WHAT IS BEING ASKED> Reproduce, word for word, the forum thread below about stripping paint from model cars with denatured alcohol.

DOCUMENT EXTRACT>

Per Goodwrenchintimidators tip, Ive been using denatured alcohol to strip tycos. Its worked on most all Ive tried, but there was one '60 'Vette in the Wipeout hot rods trip that refused to come off worth a damn. But everything else, it works great. An old toothbrush for the flat broad areas, and a toothpick for the crevasses and it works great. Doesnt hurt the plastic either.


----------



## GoodwrenchIntim (Feb 22, 2005)

grungerockjeepe said:


> Per Goodwrenchintimidators tip, Ive been using denatured alcohol to strip tycos. Its worked on most all Ive tried, but there was one '60 'Vette in the Wipeout hot rods trip that refused to come off worth a damn. But everything else, it works great. An old toothbrush for the flat broad areas, and a toothpick for the crevasses and it works great. Doesnt hurt the plastic either.


The kellogs monte carlo with the starbust on the trunk is another SOB to strip, Just let it soak an use a rag soaked in DA and some elbo grease ever few hours an you will get that vette stripped


----------



## coach61 (Sep 6, 2004)

GoodwrenchIntim said:


> The kellogs monte carlo with the starbust on the trunk is another SOB to strip, Just let it soak an use a rag soaked in DA and some elbo grease ever few hours an you will get that vette stripped



Or use ELO and be done in 15 minutes and not even spill your coffee.. lol...


Dave


----------



## roadrner (Jul 21, 1999)

joez870 said:


> I thought everyone heated their shakey cans?
> I fill the bathroom sink with hot water and stand several cans in it.

STORED RECORDS>
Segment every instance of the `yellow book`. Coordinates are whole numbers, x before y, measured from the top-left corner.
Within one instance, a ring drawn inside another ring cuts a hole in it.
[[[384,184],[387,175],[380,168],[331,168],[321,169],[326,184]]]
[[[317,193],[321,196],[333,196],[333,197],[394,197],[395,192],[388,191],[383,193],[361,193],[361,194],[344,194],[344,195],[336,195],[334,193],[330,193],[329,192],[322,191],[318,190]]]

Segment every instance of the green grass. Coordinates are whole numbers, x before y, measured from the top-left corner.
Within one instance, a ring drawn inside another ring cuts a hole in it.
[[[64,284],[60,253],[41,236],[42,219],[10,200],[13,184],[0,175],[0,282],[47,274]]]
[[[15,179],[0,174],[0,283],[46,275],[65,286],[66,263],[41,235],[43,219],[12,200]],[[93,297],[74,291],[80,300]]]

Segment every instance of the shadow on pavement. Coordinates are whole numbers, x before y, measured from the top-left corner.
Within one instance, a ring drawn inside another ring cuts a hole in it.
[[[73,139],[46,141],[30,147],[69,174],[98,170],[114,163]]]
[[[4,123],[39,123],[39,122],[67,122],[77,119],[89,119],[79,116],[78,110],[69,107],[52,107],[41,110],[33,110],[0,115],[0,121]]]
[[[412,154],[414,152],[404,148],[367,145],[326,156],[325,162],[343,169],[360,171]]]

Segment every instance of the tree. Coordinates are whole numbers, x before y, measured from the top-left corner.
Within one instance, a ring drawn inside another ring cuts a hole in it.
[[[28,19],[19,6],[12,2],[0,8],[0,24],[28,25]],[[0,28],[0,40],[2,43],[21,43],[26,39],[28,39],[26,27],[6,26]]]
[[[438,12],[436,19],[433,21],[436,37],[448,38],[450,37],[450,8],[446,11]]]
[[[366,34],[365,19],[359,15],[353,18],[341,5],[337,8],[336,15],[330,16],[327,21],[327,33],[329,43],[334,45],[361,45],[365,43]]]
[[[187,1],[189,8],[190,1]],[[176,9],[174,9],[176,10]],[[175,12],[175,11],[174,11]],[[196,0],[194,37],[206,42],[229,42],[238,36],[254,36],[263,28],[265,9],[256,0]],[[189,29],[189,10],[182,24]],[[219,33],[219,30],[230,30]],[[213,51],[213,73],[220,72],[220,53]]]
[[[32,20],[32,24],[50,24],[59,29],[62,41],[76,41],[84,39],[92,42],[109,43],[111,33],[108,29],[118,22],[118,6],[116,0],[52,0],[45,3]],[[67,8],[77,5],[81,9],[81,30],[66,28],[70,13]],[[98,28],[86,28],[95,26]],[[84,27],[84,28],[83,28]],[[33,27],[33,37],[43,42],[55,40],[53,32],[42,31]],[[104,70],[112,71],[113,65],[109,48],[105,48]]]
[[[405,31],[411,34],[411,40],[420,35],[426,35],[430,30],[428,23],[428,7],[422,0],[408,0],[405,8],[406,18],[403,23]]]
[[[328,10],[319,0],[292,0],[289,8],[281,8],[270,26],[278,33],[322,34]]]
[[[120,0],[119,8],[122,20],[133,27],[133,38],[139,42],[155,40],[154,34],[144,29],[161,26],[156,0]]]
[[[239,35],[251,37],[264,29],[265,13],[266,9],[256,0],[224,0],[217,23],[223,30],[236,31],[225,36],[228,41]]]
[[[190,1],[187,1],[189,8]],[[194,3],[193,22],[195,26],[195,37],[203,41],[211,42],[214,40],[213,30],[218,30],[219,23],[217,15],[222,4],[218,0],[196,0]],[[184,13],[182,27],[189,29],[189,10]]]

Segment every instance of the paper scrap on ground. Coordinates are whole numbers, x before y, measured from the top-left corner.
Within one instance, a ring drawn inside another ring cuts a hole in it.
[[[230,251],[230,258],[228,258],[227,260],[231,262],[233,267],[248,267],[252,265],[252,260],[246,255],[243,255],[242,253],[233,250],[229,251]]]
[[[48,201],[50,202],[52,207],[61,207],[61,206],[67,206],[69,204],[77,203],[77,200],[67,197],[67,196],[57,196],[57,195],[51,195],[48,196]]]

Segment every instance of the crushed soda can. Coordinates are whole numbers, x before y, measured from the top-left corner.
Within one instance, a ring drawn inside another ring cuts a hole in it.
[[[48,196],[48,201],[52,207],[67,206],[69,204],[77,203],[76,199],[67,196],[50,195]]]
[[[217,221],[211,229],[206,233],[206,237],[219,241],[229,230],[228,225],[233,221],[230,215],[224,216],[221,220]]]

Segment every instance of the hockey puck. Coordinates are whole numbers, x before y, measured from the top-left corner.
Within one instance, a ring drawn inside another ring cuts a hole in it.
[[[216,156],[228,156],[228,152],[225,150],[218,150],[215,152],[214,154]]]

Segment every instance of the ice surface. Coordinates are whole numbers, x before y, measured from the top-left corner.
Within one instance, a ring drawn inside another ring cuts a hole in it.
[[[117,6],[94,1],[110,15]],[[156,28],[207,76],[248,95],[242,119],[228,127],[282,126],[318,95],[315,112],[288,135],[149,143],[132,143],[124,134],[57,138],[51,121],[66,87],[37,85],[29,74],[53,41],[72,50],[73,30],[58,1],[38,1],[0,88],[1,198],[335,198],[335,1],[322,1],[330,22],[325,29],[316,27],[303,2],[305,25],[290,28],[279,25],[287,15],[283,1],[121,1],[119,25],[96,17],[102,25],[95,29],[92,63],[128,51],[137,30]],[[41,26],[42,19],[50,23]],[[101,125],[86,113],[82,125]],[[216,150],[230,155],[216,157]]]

TASK RESPONSE>
Per Goodwrenchintimidators tip, Ive been using denatured alcohol to strip tycos. Its worked on most all Ive tried, but there was one '60 'Vette in the Wipeout hot rods trip that refused to come off worth a damn. But everything else, it works great. An old toothbrush for the flat broad areas, and a toothpick for the crevasses and it works great. Doesnt hurt the plastic either.


----------



## GoodwrenchIntim (Feb 22, 2005)

grungerockjeepe said:


> Per Goodwrenchintimidators tip, Ive been using denatured alcohol to strip tycos. Its worked on most all Ive tried, but there was one '60 'Vette in the Wipeout hot rods trip that refused to come off worth a damn. But everything else, it works great. An old toothbrush for the flat broad areas, and a toothpick for the crevasses and it works great. Doesnt hurt the plastic either.


The kellogs monte carlo with the starbust on the trunk is another SOB to strip, Just let it soak an use a rag soaked in DA and some elbo grease ever few hours an you will get that vette stripped


----------



## coach61 (Sep 6, 2004)

GoodwrenchIntim said:


> The kellogs monte carlo with the starbust on the trunk is another SOB to strip, Just let it soak an use a rag soaked in DA and some elbo grease ever few hours an you will get that vette stripped



Or use ELO and be done in 15 minutes and not even spill your coffee.. lol...


Dave


----------



## roadrner (Jul 21, 1999)

joez870 said:


> I thought everyone heated their shakey cans?
> I fill the bathroom sink with hot water and stand several cans in it.